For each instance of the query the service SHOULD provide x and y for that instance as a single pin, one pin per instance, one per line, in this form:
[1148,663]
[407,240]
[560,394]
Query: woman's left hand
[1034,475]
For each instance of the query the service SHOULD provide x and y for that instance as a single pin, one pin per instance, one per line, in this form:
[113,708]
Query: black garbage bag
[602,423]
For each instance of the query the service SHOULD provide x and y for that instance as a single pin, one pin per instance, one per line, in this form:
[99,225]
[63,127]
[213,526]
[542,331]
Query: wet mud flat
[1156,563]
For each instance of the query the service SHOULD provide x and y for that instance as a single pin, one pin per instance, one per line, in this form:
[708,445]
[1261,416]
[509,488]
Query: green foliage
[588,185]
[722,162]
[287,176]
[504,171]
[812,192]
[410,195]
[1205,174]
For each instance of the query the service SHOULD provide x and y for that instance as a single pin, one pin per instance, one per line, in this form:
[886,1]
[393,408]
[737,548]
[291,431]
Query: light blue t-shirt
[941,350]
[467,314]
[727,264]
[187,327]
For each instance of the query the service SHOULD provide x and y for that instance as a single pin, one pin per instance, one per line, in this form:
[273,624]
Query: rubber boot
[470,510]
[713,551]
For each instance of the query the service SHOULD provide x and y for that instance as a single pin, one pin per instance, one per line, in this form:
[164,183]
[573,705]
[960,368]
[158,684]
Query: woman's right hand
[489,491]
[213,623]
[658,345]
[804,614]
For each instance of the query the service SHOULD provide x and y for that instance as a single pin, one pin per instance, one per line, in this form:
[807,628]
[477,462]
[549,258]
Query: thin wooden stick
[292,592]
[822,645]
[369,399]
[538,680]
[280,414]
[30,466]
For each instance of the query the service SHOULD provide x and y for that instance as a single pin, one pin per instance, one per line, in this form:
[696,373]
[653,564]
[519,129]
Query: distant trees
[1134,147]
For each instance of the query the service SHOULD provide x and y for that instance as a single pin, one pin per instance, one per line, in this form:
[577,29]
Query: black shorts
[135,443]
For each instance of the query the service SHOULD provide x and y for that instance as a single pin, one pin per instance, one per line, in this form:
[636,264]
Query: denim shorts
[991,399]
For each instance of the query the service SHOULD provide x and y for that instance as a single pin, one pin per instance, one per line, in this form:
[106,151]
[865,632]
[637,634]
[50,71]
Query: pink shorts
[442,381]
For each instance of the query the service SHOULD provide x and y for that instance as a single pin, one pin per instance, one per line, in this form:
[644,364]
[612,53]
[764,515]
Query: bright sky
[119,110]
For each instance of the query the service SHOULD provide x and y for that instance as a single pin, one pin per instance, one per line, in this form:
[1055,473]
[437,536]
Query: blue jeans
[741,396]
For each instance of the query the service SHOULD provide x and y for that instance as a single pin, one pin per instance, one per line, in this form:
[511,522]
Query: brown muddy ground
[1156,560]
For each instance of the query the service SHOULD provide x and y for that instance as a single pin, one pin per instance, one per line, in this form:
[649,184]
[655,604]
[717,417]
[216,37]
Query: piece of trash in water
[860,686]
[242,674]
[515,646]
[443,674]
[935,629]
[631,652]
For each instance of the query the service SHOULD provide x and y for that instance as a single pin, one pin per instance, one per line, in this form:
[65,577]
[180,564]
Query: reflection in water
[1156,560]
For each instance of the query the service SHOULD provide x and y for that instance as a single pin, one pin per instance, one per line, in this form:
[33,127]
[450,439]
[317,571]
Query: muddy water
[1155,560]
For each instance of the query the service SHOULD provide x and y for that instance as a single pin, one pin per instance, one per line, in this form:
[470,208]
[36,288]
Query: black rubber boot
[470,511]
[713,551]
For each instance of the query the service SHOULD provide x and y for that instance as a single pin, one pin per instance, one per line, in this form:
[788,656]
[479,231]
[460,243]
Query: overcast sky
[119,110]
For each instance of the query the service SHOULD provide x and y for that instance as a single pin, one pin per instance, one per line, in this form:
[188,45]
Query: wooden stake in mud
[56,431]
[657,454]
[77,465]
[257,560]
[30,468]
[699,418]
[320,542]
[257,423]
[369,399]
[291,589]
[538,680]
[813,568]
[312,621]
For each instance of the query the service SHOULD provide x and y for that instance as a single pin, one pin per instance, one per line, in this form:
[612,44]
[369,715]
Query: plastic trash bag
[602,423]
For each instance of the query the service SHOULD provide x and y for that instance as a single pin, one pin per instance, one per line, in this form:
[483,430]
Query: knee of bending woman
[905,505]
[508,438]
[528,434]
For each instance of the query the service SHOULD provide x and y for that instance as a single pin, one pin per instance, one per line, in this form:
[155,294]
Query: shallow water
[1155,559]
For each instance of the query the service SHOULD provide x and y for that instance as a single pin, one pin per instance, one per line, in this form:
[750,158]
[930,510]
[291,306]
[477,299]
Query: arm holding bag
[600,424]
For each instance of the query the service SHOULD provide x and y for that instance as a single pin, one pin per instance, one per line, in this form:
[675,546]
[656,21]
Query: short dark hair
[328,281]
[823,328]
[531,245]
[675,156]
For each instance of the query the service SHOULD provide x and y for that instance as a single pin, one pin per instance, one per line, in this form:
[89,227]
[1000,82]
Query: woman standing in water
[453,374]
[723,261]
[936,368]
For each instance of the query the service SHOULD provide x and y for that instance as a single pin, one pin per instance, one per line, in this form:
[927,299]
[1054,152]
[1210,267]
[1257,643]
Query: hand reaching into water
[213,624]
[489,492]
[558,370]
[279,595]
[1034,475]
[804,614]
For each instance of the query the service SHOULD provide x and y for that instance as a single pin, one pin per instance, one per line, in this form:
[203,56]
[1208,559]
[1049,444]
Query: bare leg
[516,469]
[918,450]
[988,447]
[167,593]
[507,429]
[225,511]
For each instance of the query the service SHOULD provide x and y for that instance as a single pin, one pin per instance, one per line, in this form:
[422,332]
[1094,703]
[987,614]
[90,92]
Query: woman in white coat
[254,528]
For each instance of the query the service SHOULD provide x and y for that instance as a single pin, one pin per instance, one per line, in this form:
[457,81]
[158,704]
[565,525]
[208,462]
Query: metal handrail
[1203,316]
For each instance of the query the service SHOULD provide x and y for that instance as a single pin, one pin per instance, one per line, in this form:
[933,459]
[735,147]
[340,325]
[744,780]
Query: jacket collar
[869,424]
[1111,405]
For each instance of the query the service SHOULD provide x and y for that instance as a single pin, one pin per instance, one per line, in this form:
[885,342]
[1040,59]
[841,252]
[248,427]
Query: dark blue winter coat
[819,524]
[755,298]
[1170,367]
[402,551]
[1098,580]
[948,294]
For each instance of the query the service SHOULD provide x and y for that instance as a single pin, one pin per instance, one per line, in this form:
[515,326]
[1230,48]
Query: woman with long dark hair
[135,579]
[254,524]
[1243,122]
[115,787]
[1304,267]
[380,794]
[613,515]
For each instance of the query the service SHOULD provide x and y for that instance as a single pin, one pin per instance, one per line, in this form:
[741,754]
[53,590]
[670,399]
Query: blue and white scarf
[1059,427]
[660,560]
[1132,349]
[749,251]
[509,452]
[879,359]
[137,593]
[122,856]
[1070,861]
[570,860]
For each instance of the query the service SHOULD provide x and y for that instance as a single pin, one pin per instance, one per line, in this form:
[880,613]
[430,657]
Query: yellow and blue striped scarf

+--

◆ Required action
Extract all the entries word for word.

◆ Answer section
For each instance of the query the service SHOULD provide x and y for that instance as a single pin, one pin per instance, one per line, in this form:
[1148,663]
[407,240]
[560,394]
Query: woman's left hand
[1034,475]
For each instance of the query the service SHOULD provide x and y for that instance as a single pin, one pin per instance, one per line, in this form:
[113,708]
Query: black garbage bag
[602,423]
For each instance of the query the service SHOULD provide x and y for that instance as a single pin, one pin per instance, one per line, in this form:
[99,225]
[63,127]
[213,526]
[542,331]
Query: wet mud flat
[1156,563]
For each instance of the query the service SHOULD provide x and y for that instance as a single pin, one pin per instance, one per line, in this form:
[708,445]
[1261,416]
[509,488]
Query: green foliage
[588,185]
[722,162]
[287,176]
[504,171]
[812,192]
[410,195]
[1205,174]
For each instance of the query the service SHOULD provide x and y for that instance as a single pin, one pin per instance, one per line, in this form:
[886,1]
[393,408]
[737,548]
[291,431]
Query: light blue t-shirt
[941,350]
[467,314]
[727,264]
[187,327]
For each instance of the query the service SHOULD provide x and y for that instance as a single pin, one pin per instance, one per line, in this form:
[273,624]
Query: rubber boot
[470,510]
[713,551]
For each instance of the query the service SHOULD provide x and y for that instance as a single pin, one pin per instance, one per line, in this form:
[164,183]
[573,705]
[960,368]
[158,684]
Query: woman's right hand
[489,491]
[213,623]
[658,345]
[804,614]
For each instance of the query the service SHOULD provide x and y for that instance as a single pin, one pin per instance, one per line, in this form:
[807,628]
[477,462]
[549,258]
Query: thin wooden stick
[292,592]
[822,645]
[369,399]
[538,680]
[280,414]
[30,466]
For each instance of the query the service SHOULD provide x and y for that instance as a single pin, one pin per instance, one per line, in this form:
[696,373]
[653,564]
[519,129]
Query: distant trees
[1134,147]
For each instance of the query the service SHOULD provide x and y for that instance as a single pin, one pin per instance, one per line, in this form:
[577,29]
Query: black shorts
[135,443]
For each instance of the query the service SHOULD provide x and y for that instance as a single pin, one pin per instance, one per line, in this form:
[636,264]
Query: denim shorts
[991,399]
For each instance of the query the service SHOULD provide x and y for that instance as a single pin, one pin per instance, one per line, in this form:
[106,151]
[865,632]
[637,634]
[50,71]
Query: pink shorts
[442,381]
For each instance of the query the service SHOULD provide x and y for that instance as a single pin, one pin per instance, one per line, in this form:
[644,364]
[612,53]
[764,515]
Query: bright sky
[119,110]
For each instance of the query the service SHOULD provide x and y for that instance as a single pin, one pin per instance, one per line, in this form:
[1055,473]
[437,536]
Query: blue jeans
[741,396]
For each instance of the query the service SHOULD provide x and y for that instance as a single pin, one pin per instance, one per line, in this form:
[511,522]
Query: brown muddy ground
[1156,560]
For each instance of the query the service SHOULD provide x and y for that instance as a single pin, one pin per instance, one per line, in this form:
[649,184]
[655,604]
[717,417]
[216,37]
Query: piece of trash in water
[860,686]
[242,674]
[515,646]
[443,674]
[935,629]
[631,652]
For each instance of the query the service SHOULD provide x and y for that instance as a single pin, one pin per instance, one per line, in this form:
[65,577]
[180,564]
Query: reflection in water
[1156,560]
For each instance of the query the service SHOULD provide x and y for that instance as a single pin, one pin per instance, one per line, in this form:
[33,127]
[450,439]
[317,571]
Query: muddy water
[1155,560]
For each instance of the query the service SHOULD provide x and y for that instance as a single pin, one pin per instance, one per line, in this form:
[470,208]
[36,288]
Query: black rubber boot
[470,511]
[713,551]
For each instance of the query the service SHOULD provide x and y for that instance as a single pin, one pin per instance, one per line, in this form:
[788,656]
[479,231]
[460,243]
Query: overcast sky
[119,110]
For each instance of the query the service SHOULD provide x and y for that instance as a single pin, one pin per instance, one per line, in this form:
[188,45]
Query: wooden stake in mud
[56,431]
[657,454]
[77,465]
[257,560]
[30,468]
[699,418]
[320,542]
[257,423]
[369,399]
[291,589]
[538,680]
[813,568]
[312,621]
For each instance of the query the service SHOULD provide x and y for that instance as a single pin, one pin per instance, one per line, in this form:
[612,44]
[369,715]
Query: plastic trash bag
[602,423]
For each instance of the query the service SHOULD provide x and y for that instance as a single pin, one pin per instance, one per line, in this form:
[483,430]
Query: knee of bending woman
[905,505]
[508,438]
[528,434]
For each instance of the query the service SHOULD provide x and y for that instance as a single pin, one pin per instance, one per line, in this form:
[155,294]
Query: shallow water
[1155,559]
For each instance of the query the service SHOULD provide x and y for that instance as a single pin, one pin per instance, one per line, in this form:
[750,158]
[930,510]
[291,306]
[477,299]
Query: arm holding bag
[600,424]
For each instance of the query the service SHOULD provide x and y for that instance as a single pin, one pin per instance, one per line, in this form:
[675,546]
[656,21]
Query: short dark hair
[328,281]
[823,328]
[531,245]
[675,156]
For each instance of the query the service SHOULD provide x and y for that instance as a single pin, one pin per instance, one per line, in this form:
[89,227]
[1000,82]
Query: woman standing in water
[453,374]
[723,261]
[936,368]
For each instance of the query the service SHOULD provide x and y for that instance as a single pin, one pin per instance, one per line, in this form:
[927,299]
[1054,152]
[1210,267]
[1257,643]
Query: hand reaching into water
[213,624]
[489,492]
[558,370]
[279,595]
[1034,475]
[804,614]
For each instance of the query the service SHOULD provide x and y for that instance as a single pin, one pin per instance, one per line, in this form:
[203,56]
[1208,559]
[1049,444]
Query: bare leg
[516,469]
[918,450]
[988,447]
[167,593]
[507,429]
[225,511]
For each instance of the query the service SHOULD provide x and y for that instance as a single pin, one pin per instance, one per line, in this form:
[422,332]
[1094,703]
[987,614]
[90,92]
Query: woman in white coat
[254,528]
For each instance of the query the service SHOULD provide x and y for that instance as a single pin, one pin per instance, one per line, in this form:
[457,81]
[158,704]
[565,525]
[208,462]
Query: metal handrail
[1203,316]
For each instance of the query the service SHOULD provide x and y for that instance as a single pin, one pin per instance, one per line, in this form:
[933,459]
[735,147]
[340,325]
[744,780]
Query: jacket collar
[869,424]
[1111,405]
For each instance of the query the service SHOULD provide x and y for that instance as a single pin, one pin per instance, one per line, in this form:
[885,342]
[1040,59]
[841,252]
[248,427]
Query: dark blue winter coat
[819,524]
[755,298]
[1170,367]
[402,551]
[1098,580]
[948,294]
For each instance of the query the service SHOULD provide x and y for that instance as a single pin, one pin per instance, one per line, in this form:
[515,326]
[1230,48]
Query: woman with long dark hair
[135,579]
[254,524]
[1243,122]
[115,787]
[1304,267]
[380,794]
[613,515]
For each instance of the query the service SHOULD provide x and y for that instance as a single pin, one pin per instance, one per line, in this form:
[741,754]
[53,590]
[670,399]
Query: blue and white scarf
[1059,427]
[660,560]
[1132,349]
[749,251]
[509,452]
[879,359]
[137,593]
[122,856]
[1070,861]
[570,860]
For each instance of the query the service SHOULD provide x and y for that instance as a single pin, one pin per instance, one per line, in this form:
[880,613]
[430,657]
Query: yellow and blue striped scarf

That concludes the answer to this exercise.